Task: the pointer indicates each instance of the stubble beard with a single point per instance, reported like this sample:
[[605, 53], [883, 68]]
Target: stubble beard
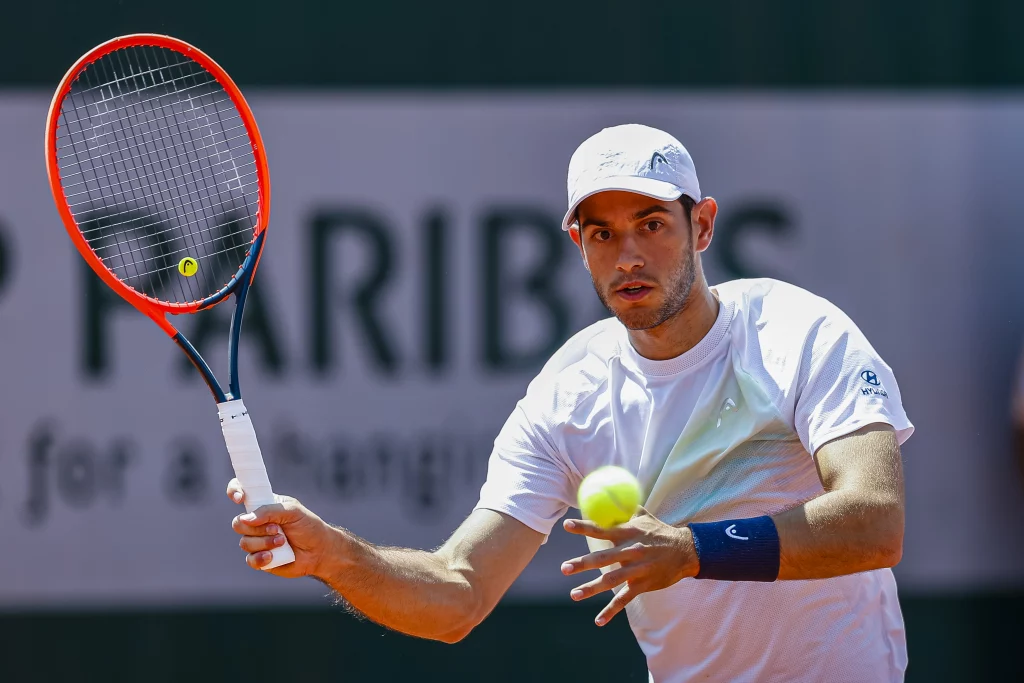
[[677, 290]]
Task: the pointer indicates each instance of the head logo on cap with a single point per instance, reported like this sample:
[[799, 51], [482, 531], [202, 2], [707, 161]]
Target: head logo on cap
[[633, 159]]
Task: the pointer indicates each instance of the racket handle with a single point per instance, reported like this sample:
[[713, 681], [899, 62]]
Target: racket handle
[[249, 468]]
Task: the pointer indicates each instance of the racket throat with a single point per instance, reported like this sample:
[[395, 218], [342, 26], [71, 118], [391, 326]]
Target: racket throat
[[203, 368]]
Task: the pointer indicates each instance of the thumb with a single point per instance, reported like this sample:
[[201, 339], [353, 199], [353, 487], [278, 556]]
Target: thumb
[[275, 513]]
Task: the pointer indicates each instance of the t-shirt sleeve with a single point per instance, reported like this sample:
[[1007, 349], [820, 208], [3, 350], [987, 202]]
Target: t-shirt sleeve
[[844, 385], [526, 477]]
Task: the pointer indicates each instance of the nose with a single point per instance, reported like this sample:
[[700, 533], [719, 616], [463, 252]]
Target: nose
[[629, 256]]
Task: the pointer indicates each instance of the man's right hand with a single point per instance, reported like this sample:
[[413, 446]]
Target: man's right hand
[[266, 527]]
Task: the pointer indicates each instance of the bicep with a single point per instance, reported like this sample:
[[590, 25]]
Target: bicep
[[866, 461], [491, 549]]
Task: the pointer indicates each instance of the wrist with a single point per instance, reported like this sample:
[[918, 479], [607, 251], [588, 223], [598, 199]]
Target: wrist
[[689, 564], [340, 551], [737, 549]]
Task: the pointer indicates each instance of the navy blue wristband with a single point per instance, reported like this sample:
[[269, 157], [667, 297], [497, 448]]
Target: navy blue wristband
[[737, 549]]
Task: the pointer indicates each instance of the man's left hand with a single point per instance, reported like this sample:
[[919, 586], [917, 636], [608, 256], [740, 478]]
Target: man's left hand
[[651, 555]]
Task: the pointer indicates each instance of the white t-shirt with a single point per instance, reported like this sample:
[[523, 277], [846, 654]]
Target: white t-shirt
[[723, 431]]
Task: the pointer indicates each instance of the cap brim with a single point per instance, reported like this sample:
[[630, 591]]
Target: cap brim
[[658, 189]]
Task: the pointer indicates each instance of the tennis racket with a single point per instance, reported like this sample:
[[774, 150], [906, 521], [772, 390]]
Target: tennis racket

#### [WHAT NEEDS TO BE DONE]
Only an exact copy of the records, free of images, belongs in the answer.

#### [RESPONSE TO THE EXERCISE]
Task: the pointer indicates each instance of the stubble beard with a single point per instance, reported like this sample:
[[605, 53], [883, 68]]
Target: stubble beard
[[677, 290]]
Task: the pointer indicates each instance of the head logo on cap with a single point per instance, reported like this sample:
[[799, 51], [482, 531], [202, 2], [707, 161]]
Target: head logo on cap
[[633, 159]]
Task: the pointer indicates each instance of the racket handle with a single point per instance, reported like this sample:
[[713, 681], [899, 62]]
Target: racket handle
[[249, 468]]
Task: the pointer indicates each instance of the racket throat with a single point per instance, reported like this sample:
[[395, 218], [342, 26], [71, 118], [391, 326]]
Target: racket throat
[[203, 368]]
Task: the pointer indicates each instance of the thumb with a single point per instance, reported like this sample:
[[201, 339], [353, 199], [353, 487], [278, 556]]
Target: thumb
[[275, 513]]
Task: the pointer indicates each instance of the t-shirt sleeve with a single point per instance, reported like this sample:
[[1007, 349], [820, 208], [3, 350], [987, 202]]
Target: t-shirt sleeve
[[844, 385], [526, 477]]
Task: the pointer indicates each instance of the nose with a single point per instance, reported like this sample:
[[700, 533], [719, 616], [463, 252]]
Target: nose
[[629, 256]]
Task: the pointer indicates each instance of the man's right hand with a single point per instance, reported like this sample:
[[413, 446]]
Target: man's right hand
[[266, 527]]
Task: the pointer indicates each instance of the bicep with a single point per instance, reported like this sample:
[[590, 25]]
Target: bicep
[[866, 461], [491, 549]]
Task: the pointer indicates each instance of the wrist with a single point per instance, reported like this sample:
[[918, 479], [607, 251], [588, 223], [598, 199]]
Target: wrist
[[689, 564], [340, 551], [737, 549]]
Task: the pointer indicates each instance of the navy blue wristband with a single point per instance, reported like this sample:
[[269, 157], [667, 297], [497, 448]]
Target: navy blue wristband
[[737, 549]]
Task: the pointer indicates each instance of the man's left hand with a single point per instance, reported like this sample:
[[919, 586], [917, 636], [608, 256], [740, 478]]
Target: man's left hand
[[651, 555]]
Task: the pointer indicates each instance of the white t-shirt with a single point per instance, reported like this sample:
[[523, 277], [846, 654]]
Target: white t-shirt
[[723, 431]]
Task: the pointer indicates each instance of the cap brim with a single point per instance, reported like this sample:
[[630, 591]]
Target: cap brim
[[658, 189]]
Task: the pointer indicates each instance of the tennis racket with a single point per instance, reported like this sample:
[[774, 150], [906, 521], [772, 390]]
Target: tennis racket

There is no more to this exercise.